» **TASK LIST**
A) In the Caprica episode recap, whose Daily Show does Daniel's new PR person convince him to visit?
B) List every character named in the episode recap's paragraph that begins "Sam and Joe give Daniel the brutal business."
C) From the episode recap, output the part that opens with the words containing "Sam and Joe" and closes with "asking some more.".

» **SUPPLIED TEXT**
Daniel's hating the media to the point of cancelling all his Google alerts, but gets a sexy new PR person who finally convinces him to visit Patton Oswalt's Daily Show to defend himself -- recalling Wallace's "My Appearance" -- and maybe somehow defend his rep by talking about how his daughter was abnormal/psycho. Heartwrenching.

Law & Order: Caprica City: Agent Duram and his buddies at the GDD start to realize that it wasn't Zoë at all -- that they never followed up on a curfew violation by Ben -- and begin their coverup. The agent getting bothered about this is all, "Is this because I'm a lesbian?" Also, Joe's corrupt dealings within the system get sloppy, pissing off a dirty judge, but surely that shit is going to get gross pretty soon. For now, it's just all very portentous.

Zoë finally finds her way back into the Matrix, and awesomely sends Lacy a hyperlink on computer paper so she can meet her there. Lacy brings her breasts along for the trip. (Also: Cylon psychology is based on projection. Hi, Mike!) They discuss how Original Zoë never showed our Zoë to Clarice, and thus didn't trust her -- and Lacy's still unsure about Clarice, and dicking with her mind in a fairly awesome display of hardcore -- but once inside V-World, the girls locate Tamara. Just as Joe feared, she's been in a black room all this time. They assume she's some kind of made-up Daniel Graystone sex doll, which is terrible enough that they just refuse to talk about it, and help her "escape" into the gross V-Club world. She takes off -- but where could she be going? She doesn't exist.

Sam and Joe give Daniel the brutal business about Tamara's death, and then Joe demands to see Tamara for the one hundred millionth time, but Daniel still can't shut him up. Joe finally remembers his wife died, and asks to see her too; Daniel can't create more avatars because that was Zoë's program, so when they go find her, she's already gone. Which is neat because now you have two daughtervatars who aren't really gone at all, and are just out there somewhere frakking everything up. Daniel and Joe have another one of those interminable talks about Tamara that ends up with Joe leaving and being downtrodden, but you just know he's going to come around tomorrow asking some more.

Meanwhile, Willie's trying to fit in with Tauron wiseguys and skipping school with Sam's consent, but Sam and his husband are still a better set of parents for Willie than Joe is, because Joe is crazy now.

Since Amanda's announcement, Lacy's been the subject of severe Malfoying at school. Clarice bugs her about the rep of monotheists after this latest PR disaster of the suicide bomber child, but Lacy's more interested in giving Clarice zero information. Zoë sends Lacy to find Ben's best friend -- who is secretly also STO, but not in deep as the rest of us, and of course is also yet another dreamy teenager, and appears at first to be the meanest of the Malfoys before you figure out his game -- and then take her to Gemenon like Zoë wanted. Clarice logs on to meet the head of her cell, who talks to her in a Dalek voice while she prays and basically reiterates how crazy she is/they are.

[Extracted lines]
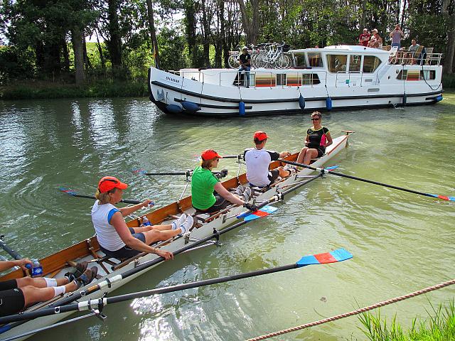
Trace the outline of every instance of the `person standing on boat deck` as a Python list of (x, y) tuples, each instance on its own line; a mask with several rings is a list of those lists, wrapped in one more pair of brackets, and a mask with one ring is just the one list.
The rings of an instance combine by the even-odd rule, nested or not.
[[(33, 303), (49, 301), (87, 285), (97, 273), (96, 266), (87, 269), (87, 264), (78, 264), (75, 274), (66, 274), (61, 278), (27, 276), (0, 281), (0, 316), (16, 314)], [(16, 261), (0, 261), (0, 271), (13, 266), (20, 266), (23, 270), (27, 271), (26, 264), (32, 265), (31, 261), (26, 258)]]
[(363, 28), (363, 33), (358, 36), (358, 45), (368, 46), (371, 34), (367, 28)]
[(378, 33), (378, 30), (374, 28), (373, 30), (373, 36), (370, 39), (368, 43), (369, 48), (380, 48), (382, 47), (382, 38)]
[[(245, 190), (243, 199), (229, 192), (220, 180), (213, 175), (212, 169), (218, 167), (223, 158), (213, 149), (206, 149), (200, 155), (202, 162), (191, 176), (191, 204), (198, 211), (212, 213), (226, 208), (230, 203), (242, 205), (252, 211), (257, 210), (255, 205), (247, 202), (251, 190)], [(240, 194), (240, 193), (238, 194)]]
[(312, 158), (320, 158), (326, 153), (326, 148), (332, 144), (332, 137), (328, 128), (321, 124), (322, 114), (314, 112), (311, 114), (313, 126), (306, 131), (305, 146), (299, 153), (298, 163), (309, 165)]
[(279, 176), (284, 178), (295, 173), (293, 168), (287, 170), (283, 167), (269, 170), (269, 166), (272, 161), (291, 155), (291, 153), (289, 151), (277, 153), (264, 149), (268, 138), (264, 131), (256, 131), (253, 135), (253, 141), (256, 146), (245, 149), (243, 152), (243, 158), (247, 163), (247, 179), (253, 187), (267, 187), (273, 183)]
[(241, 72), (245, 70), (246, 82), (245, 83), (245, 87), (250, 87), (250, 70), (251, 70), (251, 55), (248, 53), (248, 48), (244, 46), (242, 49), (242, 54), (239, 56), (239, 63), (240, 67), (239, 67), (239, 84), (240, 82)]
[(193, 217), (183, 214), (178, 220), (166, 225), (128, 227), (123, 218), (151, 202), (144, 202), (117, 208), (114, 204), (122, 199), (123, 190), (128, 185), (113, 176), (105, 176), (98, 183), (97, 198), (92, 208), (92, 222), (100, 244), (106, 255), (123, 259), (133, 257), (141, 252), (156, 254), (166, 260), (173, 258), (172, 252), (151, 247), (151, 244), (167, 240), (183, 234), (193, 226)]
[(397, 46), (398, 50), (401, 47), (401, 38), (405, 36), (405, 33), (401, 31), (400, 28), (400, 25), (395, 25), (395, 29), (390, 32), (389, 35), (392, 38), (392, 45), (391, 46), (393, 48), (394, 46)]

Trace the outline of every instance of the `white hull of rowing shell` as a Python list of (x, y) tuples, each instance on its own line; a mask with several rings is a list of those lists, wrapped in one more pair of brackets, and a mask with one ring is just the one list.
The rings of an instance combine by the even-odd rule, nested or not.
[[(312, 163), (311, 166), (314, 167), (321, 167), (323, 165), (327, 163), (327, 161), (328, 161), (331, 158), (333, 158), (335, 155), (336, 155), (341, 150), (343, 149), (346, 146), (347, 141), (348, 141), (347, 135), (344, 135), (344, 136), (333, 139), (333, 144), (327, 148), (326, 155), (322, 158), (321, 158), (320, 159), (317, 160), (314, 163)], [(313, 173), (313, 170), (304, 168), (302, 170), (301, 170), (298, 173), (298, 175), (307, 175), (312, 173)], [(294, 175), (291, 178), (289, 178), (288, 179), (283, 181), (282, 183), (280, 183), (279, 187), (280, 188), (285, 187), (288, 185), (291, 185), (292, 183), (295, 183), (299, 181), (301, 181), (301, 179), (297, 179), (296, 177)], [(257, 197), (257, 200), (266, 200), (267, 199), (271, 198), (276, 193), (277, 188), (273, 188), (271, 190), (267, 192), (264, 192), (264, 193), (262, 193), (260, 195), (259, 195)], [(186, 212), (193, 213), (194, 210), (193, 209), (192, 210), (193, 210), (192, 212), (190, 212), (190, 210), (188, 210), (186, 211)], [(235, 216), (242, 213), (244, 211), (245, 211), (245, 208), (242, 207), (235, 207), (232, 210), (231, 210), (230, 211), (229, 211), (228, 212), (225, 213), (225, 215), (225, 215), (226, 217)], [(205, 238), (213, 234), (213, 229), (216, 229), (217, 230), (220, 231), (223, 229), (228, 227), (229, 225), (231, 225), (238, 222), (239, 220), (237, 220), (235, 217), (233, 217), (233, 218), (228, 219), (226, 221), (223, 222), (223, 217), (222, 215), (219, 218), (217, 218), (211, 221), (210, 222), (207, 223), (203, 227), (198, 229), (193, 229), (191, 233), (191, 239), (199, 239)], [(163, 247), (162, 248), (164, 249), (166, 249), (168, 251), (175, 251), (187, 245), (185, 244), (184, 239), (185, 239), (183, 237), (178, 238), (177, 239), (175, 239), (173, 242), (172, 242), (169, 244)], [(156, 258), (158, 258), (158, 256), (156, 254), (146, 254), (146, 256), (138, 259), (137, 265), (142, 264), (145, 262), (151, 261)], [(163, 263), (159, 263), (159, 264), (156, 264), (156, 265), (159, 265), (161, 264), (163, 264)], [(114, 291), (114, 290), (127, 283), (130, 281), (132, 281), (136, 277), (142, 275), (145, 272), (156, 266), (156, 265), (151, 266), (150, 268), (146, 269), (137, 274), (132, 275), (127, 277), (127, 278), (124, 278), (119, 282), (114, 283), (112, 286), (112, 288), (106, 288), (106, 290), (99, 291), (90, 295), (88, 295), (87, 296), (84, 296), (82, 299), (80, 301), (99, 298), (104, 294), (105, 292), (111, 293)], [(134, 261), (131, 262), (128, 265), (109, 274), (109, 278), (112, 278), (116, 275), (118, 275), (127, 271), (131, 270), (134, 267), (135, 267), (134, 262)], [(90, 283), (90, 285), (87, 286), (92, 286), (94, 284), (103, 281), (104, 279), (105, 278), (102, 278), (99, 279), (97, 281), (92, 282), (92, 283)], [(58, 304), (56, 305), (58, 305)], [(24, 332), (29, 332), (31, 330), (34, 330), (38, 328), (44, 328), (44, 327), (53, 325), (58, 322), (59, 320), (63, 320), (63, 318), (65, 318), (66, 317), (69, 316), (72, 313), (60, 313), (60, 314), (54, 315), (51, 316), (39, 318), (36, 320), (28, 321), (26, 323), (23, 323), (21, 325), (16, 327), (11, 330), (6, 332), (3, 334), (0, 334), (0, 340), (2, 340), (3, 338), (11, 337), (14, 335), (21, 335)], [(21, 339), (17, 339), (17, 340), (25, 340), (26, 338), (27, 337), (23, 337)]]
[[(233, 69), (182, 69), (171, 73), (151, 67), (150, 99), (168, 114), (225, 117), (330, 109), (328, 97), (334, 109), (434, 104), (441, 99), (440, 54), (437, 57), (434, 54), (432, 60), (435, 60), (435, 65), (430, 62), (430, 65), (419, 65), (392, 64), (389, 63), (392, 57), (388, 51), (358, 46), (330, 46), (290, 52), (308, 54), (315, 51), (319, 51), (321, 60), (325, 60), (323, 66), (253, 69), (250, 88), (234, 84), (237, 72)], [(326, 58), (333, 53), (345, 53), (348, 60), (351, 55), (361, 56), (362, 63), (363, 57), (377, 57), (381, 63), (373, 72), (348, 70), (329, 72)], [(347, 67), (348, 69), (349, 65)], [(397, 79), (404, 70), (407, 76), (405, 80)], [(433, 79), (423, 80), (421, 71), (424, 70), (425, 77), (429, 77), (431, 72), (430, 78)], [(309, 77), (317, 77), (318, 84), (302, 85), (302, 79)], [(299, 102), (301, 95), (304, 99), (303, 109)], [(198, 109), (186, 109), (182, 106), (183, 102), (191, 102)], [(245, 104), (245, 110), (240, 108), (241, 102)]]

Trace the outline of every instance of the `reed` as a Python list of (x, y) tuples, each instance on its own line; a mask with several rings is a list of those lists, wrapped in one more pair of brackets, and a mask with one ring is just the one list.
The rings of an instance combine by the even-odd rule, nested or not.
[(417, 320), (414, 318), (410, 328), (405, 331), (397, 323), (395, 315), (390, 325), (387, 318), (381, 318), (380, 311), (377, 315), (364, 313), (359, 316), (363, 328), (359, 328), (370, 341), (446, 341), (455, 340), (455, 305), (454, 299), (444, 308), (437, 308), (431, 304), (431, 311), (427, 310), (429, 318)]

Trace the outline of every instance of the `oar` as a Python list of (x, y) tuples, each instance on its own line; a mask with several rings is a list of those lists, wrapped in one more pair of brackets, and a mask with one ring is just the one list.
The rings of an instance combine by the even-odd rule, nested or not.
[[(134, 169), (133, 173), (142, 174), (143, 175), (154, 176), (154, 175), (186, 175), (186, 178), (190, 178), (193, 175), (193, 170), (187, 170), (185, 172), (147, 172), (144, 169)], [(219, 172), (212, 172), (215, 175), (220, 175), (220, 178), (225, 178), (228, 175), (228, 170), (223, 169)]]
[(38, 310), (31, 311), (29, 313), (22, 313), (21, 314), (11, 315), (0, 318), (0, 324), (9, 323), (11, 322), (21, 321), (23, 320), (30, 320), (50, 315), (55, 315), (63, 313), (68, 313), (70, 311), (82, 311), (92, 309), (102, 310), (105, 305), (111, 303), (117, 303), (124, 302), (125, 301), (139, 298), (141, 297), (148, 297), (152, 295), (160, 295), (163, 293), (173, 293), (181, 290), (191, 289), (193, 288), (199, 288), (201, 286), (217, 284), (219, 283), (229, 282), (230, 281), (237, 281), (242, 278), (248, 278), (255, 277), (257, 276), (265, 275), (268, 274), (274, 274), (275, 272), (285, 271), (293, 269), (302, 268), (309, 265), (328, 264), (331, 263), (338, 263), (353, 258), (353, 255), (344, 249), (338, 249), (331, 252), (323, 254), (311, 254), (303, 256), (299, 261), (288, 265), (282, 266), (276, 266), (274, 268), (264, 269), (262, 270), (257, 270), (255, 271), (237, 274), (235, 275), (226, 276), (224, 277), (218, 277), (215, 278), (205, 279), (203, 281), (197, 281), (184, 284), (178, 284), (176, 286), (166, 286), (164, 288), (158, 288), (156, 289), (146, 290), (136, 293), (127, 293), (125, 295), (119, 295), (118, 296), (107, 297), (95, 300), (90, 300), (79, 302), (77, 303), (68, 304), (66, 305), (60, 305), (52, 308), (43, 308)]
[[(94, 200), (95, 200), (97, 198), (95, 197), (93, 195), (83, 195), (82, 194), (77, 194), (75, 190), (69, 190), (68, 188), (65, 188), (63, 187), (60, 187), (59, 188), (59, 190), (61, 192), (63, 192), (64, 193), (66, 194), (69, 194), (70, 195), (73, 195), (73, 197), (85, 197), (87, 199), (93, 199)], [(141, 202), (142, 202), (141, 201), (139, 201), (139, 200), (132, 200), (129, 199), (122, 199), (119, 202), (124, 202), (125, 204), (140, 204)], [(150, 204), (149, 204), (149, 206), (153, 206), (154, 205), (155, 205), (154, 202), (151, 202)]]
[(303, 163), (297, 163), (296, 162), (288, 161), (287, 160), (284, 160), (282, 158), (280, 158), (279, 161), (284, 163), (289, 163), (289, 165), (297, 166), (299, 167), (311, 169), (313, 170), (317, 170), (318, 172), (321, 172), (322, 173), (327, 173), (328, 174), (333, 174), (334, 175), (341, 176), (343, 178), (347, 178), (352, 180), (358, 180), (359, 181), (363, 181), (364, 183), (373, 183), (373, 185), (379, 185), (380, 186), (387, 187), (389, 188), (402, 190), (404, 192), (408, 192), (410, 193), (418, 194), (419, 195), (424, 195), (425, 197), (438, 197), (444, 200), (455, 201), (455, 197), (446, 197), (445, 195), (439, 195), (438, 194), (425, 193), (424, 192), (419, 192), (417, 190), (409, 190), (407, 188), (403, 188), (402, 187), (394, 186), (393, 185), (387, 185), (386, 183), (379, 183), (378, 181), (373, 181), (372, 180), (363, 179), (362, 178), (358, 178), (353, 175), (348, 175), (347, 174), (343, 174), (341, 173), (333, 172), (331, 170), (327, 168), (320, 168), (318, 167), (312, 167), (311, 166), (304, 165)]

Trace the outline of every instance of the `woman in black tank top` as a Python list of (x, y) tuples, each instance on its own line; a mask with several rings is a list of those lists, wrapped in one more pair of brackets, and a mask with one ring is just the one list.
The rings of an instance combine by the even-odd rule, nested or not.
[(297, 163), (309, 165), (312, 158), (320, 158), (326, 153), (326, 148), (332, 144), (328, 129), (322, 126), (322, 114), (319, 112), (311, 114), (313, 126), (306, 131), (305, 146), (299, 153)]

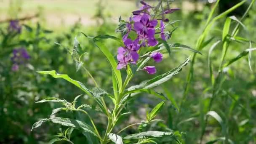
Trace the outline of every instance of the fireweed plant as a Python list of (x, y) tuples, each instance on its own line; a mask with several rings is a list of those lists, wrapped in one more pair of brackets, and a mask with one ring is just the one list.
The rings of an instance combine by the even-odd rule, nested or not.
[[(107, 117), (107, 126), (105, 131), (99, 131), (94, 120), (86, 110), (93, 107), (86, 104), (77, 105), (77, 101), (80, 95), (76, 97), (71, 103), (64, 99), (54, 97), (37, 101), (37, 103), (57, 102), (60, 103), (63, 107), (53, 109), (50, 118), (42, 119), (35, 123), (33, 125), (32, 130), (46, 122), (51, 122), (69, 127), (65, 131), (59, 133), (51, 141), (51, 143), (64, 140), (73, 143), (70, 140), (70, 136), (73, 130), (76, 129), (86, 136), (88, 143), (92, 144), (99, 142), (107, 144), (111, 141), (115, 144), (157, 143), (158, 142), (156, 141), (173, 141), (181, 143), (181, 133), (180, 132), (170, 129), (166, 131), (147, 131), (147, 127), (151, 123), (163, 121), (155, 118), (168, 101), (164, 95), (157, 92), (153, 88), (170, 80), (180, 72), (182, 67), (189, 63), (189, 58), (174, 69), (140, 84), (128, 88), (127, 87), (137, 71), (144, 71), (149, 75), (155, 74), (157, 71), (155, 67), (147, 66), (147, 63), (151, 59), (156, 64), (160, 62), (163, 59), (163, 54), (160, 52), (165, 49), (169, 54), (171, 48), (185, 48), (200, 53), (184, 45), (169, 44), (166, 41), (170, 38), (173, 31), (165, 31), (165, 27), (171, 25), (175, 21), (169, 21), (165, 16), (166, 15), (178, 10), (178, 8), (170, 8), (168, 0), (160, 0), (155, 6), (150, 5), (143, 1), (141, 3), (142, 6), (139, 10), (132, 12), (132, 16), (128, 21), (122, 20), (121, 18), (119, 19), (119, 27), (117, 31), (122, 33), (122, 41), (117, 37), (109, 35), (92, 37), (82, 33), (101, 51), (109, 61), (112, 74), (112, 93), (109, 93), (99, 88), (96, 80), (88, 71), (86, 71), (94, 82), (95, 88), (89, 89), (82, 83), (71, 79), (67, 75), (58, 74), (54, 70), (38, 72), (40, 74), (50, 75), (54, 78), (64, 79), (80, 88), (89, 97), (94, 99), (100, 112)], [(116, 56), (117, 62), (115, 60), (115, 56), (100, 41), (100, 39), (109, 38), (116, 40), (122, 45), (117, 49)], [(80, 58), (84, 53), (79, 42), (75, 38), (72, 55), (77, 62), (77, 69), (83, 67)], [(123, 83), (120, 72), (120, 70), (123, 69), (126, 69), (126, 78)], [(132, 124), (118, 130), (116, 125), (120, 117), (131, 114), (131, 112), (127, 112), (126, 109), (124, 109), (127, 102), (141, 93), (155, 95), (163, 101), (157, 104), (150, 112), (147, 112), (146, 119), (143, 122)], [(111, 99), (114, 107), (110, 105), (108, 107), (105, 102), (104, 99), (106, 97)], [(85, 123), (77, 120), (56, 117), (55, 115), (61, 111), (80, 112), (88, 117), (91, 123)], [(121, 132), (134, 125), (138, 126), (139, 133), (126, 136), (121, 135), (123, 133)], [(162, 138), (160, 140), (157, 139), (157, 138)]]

» **OUTPUTS IN ORDER**
A) Patton Oswalt's.

B) Sam, Joe, Daniel, Tamara, Zoë

C)
Sam and Joe give Daniel the brutal business about Tamara's death, and then Joe demands to see Tamara for the one hundred millionth time, but Daniel still can't shut him up. Joe finally remembers his wife died, and asks to see her too; Daniel can't create more avatars because that was Zoë's program, so when they go find her, she's already gone. Which is neat because now you have two daughtervatars who aren't really gone at all, and are just out there somewhere frakking everything up. Daniel and Joe have another one of those interminable talks about Tamara that ends up with Joe leaving and being downtrodden, but you just know he's going to come around tomorrow asking some more.